» **Passage**:
* * *

From the tax year 2011, those people whose income is £150,000 or more will receive reduced tax relief on their personal pension contributions. But instead of a ‘Cliff Edge’ the reduction in tax relief will be on a sliding scale, so those who earn £180,000 or more will receive only 20% tax relief. People whose income is between £150,000 and £180,000 will receive tax relief of between 50% and 20%. We believe their tax relief will be reduced by 1% for each £1,000 of income above £150,000.
HMRC wants to introduce equality between those who personally pay contributions and those whose employers pay sizeable contributions. Therefore, it will also apply the restriction on tax relief for the highest earnings to employer contributions. As employees aren’t currently taxed on these contributions, the new rule could introduce an additional tax charge on employees.

* * *

» **Excerpted records**:
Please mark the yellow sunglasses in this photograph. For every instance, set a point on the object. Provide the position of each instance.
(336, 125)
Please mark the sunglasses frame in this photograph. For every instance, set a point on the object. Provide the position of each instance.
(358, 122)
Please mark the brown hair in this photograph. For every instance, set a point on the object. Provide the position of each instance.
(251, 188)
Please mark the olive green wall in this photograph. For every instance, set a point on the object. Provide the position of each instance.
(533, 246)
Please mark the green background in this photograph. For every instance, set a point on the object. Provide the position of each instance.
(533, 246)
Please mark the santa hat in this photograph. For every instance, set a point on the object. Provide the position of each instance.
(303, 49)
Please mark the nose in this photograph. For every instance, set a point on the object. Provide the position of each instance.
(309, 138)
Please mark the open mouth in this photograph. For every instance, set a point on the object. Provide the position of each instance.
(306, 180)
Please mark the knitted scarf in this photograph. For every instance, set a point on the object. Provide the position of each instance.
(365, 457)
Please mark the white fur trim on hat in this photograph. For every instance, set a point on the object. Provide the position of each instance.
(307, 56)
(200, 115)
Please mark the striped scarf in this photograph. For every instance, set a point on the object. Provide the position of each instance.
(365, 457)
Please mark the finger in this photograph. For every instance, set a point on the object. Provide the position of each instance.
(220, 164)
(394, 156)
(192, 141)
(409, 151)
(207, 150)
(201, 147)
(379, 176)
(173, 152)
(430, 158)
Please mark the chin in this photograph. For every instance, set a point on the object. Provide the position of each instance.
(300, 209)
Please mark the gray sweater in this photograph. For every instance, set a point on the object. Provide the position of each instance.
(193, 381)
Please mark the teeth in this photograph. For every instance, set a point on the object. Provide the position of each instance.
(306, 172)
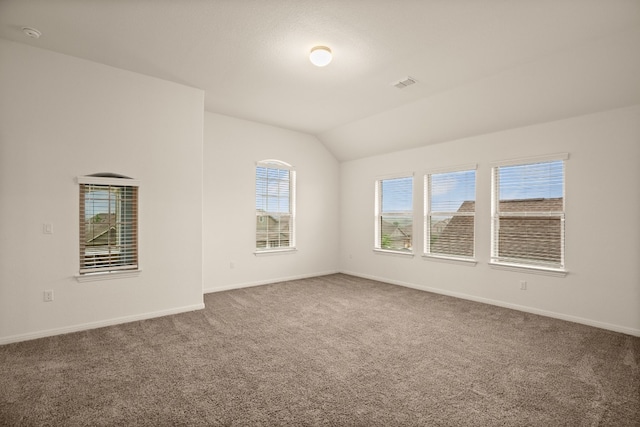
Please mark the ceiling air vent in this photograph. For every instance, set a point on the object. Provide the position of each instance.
(408, 81)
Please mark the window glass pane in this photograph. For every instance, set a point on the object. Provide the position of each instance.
(529, 222)
(397, 195)
(534, 182)
(109, 232)
(451, 235)
(274, 217)
(531, 239)
(450, 223)
(450, 190)
(395, 223)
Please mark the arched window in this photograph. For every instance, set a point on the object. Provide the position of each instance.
(108, 223)
(275, 206)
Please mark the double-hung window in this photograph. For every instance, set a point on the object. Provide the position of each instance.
(450, 199)
(108, 224)
(275, 206)
(528, 217)
(394, 214)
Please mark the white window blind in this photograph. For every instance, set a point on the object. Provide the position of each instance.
(528, 214)
(450, 214)
(394, 214)
(275, 205)
(108, 224)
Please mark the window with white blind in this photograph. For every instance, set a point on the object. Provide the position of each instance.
(450, 199)
(275, 206)
(108, 224)
(394, 214)
(528, 217)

* * *

» **Complete the following**:
A. According to the pension tax relief passage, what rate of tax relief will people earning £180,000 or more receive?
B. Does each statement agree with the pension tax relief passage? Answer yes or no for each and quote the deciding words.
(i) The reduction in tax relief for high earners takes the form of a ‘Cliff Edge’.
(ii) The restriction on tax relief for the highest earnings will also cover employer contributions.
(iii) Employees are currently taxed on contributions their employers pay.
The listing plays no part in what comes next.

» **Solution set**:
A. Only 20% tax relief.

B.
(i) No: "But instead of a ‘Cliff Edge’ the reduction in tax relief will be on a sliding scale"
(ii) Yes: "it will also apply the restriction on tax relief for the highest earnings to employer contributions"
(iii) No: "As employees aren’t currently taxed on these contributions"